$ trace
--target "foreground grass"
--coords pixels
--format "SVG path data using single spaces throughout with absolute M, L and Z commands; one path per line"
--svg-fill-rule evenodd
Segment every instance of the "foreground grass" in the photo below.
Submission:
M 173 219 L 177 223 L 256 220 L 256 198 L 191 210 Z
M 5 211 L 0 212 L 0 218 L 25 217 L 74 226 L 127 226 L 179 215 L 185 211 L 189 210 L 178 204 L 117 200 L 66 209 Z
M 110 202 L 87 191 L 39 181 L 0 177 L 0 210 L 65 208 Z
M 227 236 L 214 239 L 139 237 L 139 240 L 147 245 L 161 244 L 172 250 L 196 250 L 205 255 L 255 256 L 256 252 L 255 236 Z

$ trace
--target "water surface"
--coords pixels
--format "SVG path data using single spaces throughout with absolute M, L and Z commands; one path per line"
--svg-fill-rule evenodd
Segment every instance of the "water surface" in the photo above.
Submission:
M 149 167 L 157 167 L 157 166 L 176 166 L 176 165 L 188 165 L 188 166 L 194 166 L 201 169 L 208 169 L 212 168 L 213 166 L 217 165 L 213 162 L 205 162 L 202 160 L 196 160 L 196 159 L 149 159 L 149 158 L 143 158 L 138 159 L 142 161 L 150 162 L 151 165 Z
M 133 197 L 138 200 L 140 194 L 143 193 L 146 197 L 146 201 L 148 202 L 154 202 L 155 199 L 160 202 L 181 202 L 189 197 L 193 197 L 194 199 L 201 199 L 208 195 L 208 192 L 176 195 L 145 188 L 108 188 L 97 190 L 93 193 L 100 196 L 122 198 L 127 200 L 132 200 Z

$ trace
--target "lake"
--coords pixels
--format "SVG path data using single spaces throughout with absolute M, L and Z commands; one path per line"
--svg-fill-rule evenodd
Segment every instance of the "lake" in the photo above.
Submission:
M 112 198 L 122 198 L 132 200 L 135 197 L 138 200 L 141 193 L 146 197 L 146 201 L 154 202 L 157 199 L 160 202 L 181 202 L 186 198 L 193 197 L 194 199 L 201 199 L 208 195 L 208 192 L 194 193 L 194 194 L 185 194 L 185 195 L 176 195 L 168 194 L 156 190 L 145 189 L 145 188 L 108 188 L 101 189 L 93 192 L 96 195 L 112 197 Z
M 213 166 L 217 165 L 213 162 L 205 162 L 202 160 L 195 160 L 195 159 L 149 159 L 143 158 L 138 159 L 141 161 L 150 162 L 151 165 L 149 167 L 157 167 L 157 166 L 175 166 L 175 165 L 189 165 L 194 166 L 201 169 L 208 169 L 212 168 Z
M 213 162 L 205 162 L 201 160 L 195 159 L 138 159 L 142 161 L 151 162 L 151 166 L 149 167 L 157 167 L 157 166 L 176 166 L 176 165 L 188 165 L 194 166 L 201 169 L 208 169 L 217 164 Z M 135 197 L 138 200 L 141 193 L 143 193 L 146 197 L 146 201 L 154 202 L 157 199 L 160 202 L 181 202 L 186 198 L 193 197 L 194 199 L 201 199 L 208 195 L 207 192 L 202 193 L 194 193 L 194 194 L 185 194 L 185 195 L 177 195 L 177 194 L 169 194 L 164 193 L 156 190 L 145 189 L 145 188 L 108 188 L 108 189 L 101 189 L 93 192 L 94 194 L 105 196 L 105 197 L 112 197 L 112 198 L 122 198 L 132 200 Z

======

Please repeat the material above, word for word and in full.

[WORKED ANSWER]
$ trace
--target "foreground grass"
--coords pixels
--format "SVG path data using single spaces throughout with absolute M, L and Z commands; one path per line"
--svg-fill-rule evenodd
Segment every instance of the "foreground grass" in the photo below.
Submission:
M 173 219 L 177 223 L 256 220 L 256 198 L 191 210 Z
M 5 211 L 0 212 L 0 218 L 25 217 L 74 226 L 127 226 L 179 215 L 185 211 L 189 210 L 178 204 L 117 200 L 66 209 Z
M 110 202 L 87 191 L 39 181 L 0 177 L 0 210 L 65 208 Z
M 227 236 L 214 239 L 139 237 L 139 240 L 147 245 L 161 244 L 172 250 L 196 250 L 205 255 L 255 256 L 256 252 L 255 236 Z

$ trace
--target "water surface"
--coords pixels
--format "SVG path data using single spaces throughout with absolute M, L and Z commands; one path per line"
--svg-fill-rule evenodd
Segment every instance of the "water surface" in the photo above.
Submission:
M 149 167 L 157 167 L 157 166 L 176 166 L 176 165 L 188 165 L 188 166 L 194 166 L 201 169 L 208 169 L 212 168 L 213 166 L 217 165 L 213 162 L 205 162 L 202 160 L 196 160 L 196 159 L 149 159 L 149 158 L 143 158 L 138 159 L 142 161 L 150 162 L 151 165 Z
M 133 197 L 138 200 L 140 194 L 143 193 L 146 197 L 146 201 L 148 202 L 154 202 L 155 199 L 160 202 L 181 202 L 189 197 L 193 197 L 194 199 L 201 199 L 208 195 L 208 192 L 176 195 L 145 188 L 108 188 L 97 190 L 93 193 L 100 196 L 122 198 L 127 200 L 132 200 Z

$ trace
--target "lake"
--coords pixels
--format "SVG path data using single spaces throughout with absolute M, L and Z commands; one path per line"
--svg-fill-rule evenodd
Segment every instance of the "lake" in the photo above.
Submission:
M 112 198 L 122 198 L 132 200 L 135 197 L 138 200 L 141 193 L 146 197 L 146 201 L 154 202 L 157 199 L 160 202 L 181 202 L 186 198 L 193 197 L 194 199 L 201 199 L 208 195 L 208 192 L 194 193 L 194 194 L 185 194 L 185 195 L 176 195 L 168 194 L 156 190 L 145 189 L 145 188 L 108 188 L 101 189 L 93 192 L 96 195 L 112 197 Z
M 213 166 L 217 165 L 213 162 L 205 162 L 202 160 L 195 160 L 195 159 L 149 159 L 143 158 L 138 159 L 141 161 L 150 162 L 151 165 L 149 167 L 157 167 L 157 166 L 175 166 L 175 165 L 189 165 L 194 166 L 201 169 L 208 169 L 212 168 Z
M 213 162 L 205 162 L 201 160 L 195 159 L 138 159 L 142 161 L 151 162 L 151 166 L 149 167 L 157 167 L 157 166 L 176 166 L 176 165 L 188 165 L 194 166 L 201 169 L 208 169 L 217 164 Z M 135 197 L 138 200 L 141 193 L 143 193 L 146 197 L 146 201 L 154 202 L 157 199 L 160 202 L 181 202 L 186 198 L 193 197 L 194 199 L 201 199 L 208 195 L 207 192 L 202 193 L 194 193 L 194 194 L 185 194 L 185 195 L 177 195 L 177 194 L 169 194 L 164 193 L 156 190 L 145 189 L 145 188 L 108 188 L 108 189 L 101 189 L 93 192 L 94 194 L 105 196 L 105 197 L 112 197 L 112 198 L 122 198 L 132 200 Z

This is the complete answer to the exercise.